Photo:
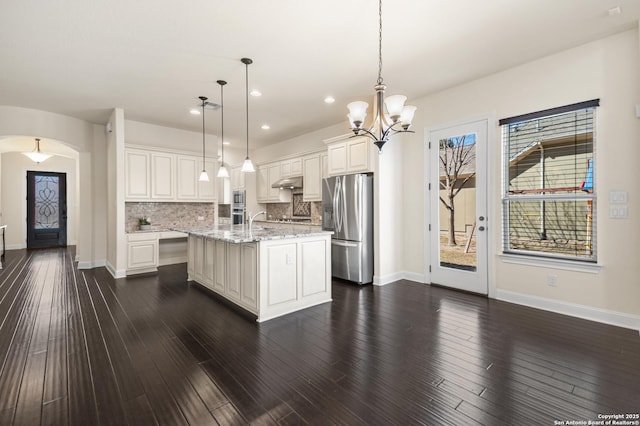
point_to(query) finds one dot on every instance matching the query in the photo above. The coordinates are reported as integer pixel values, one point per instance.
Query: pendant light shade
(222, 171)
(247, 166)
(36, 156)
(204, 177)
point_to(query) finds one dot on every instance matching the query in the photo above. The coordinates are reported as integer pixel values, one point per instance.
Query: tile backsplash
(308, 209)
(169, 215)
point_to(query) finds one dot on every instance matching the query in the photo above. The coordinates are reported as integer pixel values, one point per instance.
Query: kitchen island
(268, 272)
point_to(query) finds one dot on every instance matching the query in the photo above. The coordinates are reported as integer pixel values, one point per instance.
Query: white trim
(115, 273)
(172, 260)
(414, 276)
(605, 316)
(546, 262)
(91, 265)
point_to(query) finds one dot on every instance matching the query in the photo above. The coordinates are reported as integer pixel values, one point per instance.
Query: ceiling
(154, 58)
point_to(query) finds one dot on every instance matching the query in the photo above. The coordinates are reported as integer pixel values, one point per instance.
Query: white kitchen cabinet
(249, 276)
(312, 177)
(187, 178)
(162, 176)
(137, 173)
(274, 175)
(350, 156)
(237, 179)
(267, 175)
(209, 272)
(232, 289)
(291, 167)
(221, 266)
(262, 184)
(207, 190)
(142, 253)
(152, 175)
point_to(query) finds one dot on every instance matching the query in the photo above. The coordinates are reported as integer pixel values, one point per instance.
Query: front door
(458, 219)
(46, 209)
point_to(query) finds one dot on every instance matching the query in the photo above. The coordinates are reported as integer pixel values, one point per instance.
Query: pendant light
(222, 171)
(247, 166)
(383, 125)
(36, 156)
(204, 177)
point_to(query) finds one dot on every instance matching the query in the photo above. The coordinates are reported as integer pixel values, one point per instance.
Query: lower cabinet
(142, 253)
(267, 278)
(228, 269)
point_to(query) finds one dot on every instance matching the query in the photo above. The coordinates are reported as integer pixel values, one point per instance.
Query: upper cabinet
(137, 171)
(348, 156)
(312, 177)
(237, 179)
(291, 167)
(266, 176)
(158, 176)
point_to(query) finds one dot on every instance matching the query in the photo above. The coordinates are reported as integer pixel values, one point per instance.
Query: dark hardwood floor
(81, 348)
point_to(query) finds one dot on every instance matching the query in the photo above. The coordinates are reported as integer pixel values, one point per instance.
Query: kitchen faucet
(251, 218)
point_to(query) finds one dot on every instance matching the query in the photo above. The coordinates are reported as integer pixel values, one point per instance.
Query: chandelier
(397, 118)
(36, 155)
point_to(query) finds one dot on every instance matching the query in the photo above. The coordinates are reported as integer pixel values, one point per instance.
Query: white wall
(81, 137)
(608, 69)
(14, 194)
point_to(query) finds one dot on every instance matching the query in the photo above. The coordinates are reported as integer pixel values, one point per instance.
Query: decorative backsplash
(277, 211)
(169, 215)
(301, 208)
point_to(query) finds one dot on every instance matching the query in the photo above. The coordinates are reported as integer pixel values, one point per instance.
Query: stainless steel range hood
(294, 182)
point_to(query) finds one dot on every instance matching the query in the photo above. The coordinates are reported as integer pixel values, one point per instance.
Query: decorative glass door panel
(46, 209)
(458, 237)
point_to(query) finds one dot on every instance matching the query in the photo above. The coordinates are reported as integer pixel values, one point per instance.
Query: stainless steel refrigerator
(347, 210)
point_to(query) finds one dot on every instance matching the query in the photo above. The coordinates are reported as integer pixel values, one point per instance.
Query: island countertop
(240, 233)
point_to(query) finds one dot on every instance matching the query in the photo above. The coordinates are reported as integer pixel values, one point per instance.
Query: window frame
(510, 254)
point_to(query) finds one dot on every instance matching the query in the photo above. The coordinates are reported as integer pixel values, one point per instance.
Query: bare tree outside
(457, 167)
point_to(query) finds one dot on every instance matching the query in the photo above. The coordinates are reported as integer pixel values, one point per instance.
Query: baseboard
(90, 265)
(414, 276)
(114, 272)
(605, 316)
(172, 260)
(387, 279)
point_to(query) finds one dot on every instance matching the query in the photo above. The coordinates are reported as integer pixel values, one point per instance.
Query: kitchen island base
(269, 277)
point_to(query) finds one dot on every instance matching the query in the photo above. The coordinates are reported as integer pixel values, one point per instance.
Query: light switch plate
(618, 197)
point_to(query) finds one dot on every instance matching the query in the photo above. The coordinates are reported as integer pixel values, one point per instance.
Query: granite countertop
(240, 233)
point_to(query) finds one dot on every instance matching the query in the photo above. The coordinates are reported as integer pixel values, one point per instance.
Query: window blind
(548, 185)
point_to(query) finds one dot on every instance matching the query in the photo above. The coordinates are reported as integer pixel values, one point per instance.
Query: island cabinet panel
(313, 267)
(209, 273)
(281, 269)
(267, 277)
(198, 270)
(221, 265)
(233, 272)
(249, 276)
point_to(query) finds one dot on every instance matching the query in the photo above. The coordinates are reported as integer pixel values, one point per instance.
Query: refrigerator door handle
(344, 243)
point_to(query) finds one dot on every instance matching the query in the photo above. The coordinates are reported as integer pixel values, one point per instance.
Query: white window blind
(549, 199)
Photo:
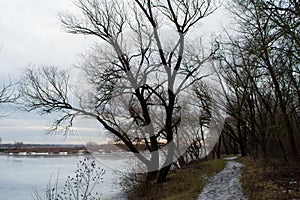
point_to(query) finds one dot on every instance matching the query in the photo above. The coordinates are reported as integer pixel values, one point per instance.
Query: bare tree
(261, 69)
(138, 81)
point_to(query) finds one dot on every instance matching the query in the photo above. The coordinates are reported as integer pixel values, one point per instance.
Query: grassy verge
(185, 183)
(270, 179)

----------

### About this exercise
Return all records above verbatim without their pictures.

### Task result
Photo:
point_to(query) finds one dot on every instance matching the query in the photo above. The coordinates are reported as integer pixel values, one point per instance.
Query: pendant light shade
(222, 171)
(247, 166)
(36, 156)
(204, 177)
point_to(query) finds one dot on every instance matching the query in the photo above. The coordinates are reported as integer pixel values, one point per instance.
Query: tile backsplash
(308, 209)
(169, 215)
point_to(query) finds one dot on every instance matching the query in the photo above. The coordinates are reported as integer pixel values, one point per instance.
Query: kitchen island
(268, 272)
point_to(query) finds one dot on every instance matching the query in the photo above. The coordinates are reported as integer pixel values, one point per instance.
Query: white trim
(115, 273)
(172, 260)
(414, 276)
(605, 316)
(546, 262)
(91, 265)
point_to(query) finds one dot on every instance matching the query in the photo above. The coordinates are reported as integer pixel values, one point per instance.
Query: ceiling
(154, 58)
point_to(query) finds one dot on every instance matching the query in the photo above. The coordinates are reported as integer pixel values, one point per instance.
Query: white kitchen cabinet
(249, 276)
(312, 177)
(187, 178)
(162, 176)
(137, 173)
(274, 175)
(350, 156)
(237, 179)
(267, 175)
(209, 272)
(232, 289)
(291, 167)
(221, 266)
(262, 184)
(207, 190)
(142, 253)
(152, 175)
point_to(query) finds one dot on every instance matching the query in the photo above. The coordinates are reported as integer pixel values, one point per instance.
Query: front door
(458, 219)
(46, 209)
point_to(query) finds one dot on every instance matching the query in the photo above. The coordinates are reported as integer pixel values, one point per instance.
Query: pendant light
(222, 171)
(247, 166)
(383, 125)
(36, 156)
(204, 177)
point_to(query) finds one dot on every instance matching the query in the photo above. The coordinates are reported as integer pixel values, one point per instance.
Query: lower cabinet
(142, 253)
(267, 278)
(228, 269)
point_to(query) finds one dot on every instance matching the query in the photo above. The coordinates are reported as integer pixel values, one point per instance.
Query: upper cabinet
(137, 171)
(348, 156)
(312, 177)
(237, 179)
(291, 167)
(266, 176)
(158, 176)
point_to(query) finds one dot on every instance matching the query in the photo above. The coordinates are reported as integer pixel values, one point per instance.
Query: dark hardwood floor
(81, 348)
point_to(query) finds one dot on every instance matching the query in the photo above. The coordinates are reported as integer pixel values, one point per instance.
Query: kitchen faucet
(251, 218)
point_to(query) finds one dot on every instance matching the query in the photo above. The coordinates are reported as integer pixel values, one point per instance.
Query: chandelier
(397, 118)
(36, 155)
point_to(query) finds one dot on every instance matching the query in the photo above. The coordinates are reported as integer pixel values, one point per instance.
Query: white wall
(81, 137)
(608, 69)
(14, 194)
point_to(query) finds one dot on every instance matching the query in the photo above. The coordinates are reported as integer pixel values, one point per instance.
Query: decorative backsplash
(277, 211)
(169, 215)
(301, 208)
point_to(query) finds one dot on every instance matching the query in the photo above. The coordinates are reported as integer pixel values, one point per instance.
Query: stainless steel range hood
(294, 182)
point_to(query) finds one dot on every instance matching the query in the photo above. The coordinates are reported as integer pixel values, one point per instance.
Query: decorative glass door panel
(46, 209)
(458, 237)
point_to(query) finds one dot on every instance matching the query in the photo above. The coordinates are reported as integer pixel values, one point per instance.
Query: stainless steel refrigerator
(347, 210)
point_to(query) finds one dot on every instance matching the query in the photo above. The coordinates are reported as integer pixel values, one point per instance.
Query: island countertop
(240, 233)
point_to(query) finds one dot on every instance matching the query in the photo above. The coordinates are reported as integer pixel values, one point per instance.
Query: window frame
(510, 254)
point_to(query) finds one dot on every instance matching the query in the photo above. The coordinates are reported as integer pixel values, one point per instance.
Query: bare tree outside
(457, 167)
point_to(query) finds one dot on every instance matching the query in the photo above. The coordinates are reported as integer pixel values, one point per instance.
Query: baseboard
(90, 265)
(414, 276)
(114, 272)
(605, 316)
(172, 260)
(387, 279)
point_to(query) finds one dot on every instance matching the query in the photo above. The coordinates are reported as integer pixel values, one point per instance.
Query: kitchen island base
(269, 277)
point_to(query) finds one dot on every instance matching the query in the photo above. The coordinates are reported as integer pixel values, one point per instance.
Query: light switch plate
(618, 197)
point_to(query) finds one dot on every instance matching the query in the photo above. The coordinates are reported as integer pixel values, one point per instance.
Query: granite countertop
(240, 233)
point_to(query) finds one dot on every instance matching the query in the photo above. The coordinates are reported as integer pixel values, one point per instance.
Query: window blind
(548, 185)
point_to(query) finds one dot on every instance matching the query in the photo above. The coordinates are reported as integer pixel values, one point per instance.
Query: island cabinet panel
(313, 267)
(209, 273)
(281, 269)
(267, 277)
(198, 270)
(221, 265)
(233, 272)
(249, 276)
point_to(query) finds one dot on every instance matching the query in the photo above. The coordinates are reported as integer pixel values, one point per instance.
Query: refrigerator door handle
(344, 243)
point_to(query) finds one dot on every instance matching the query in the photo above. The coordinates are reported as integer pixel values, one point per instance.
Query: white window blind
(549, 199)
Photo:
point_to(query) finds one dot on every instance matching the query in the photo above. The coordinates are reported as integer pixel values, one point per instance.
Query: bare tree
(261, 69)
(138, 81)
point_to(query) finds one dot on every instance matching the query in the photo above. The coordinates are reported as integer pixel values, one point per instance.
Query: grassy verge
(185, 183)
(270, 179)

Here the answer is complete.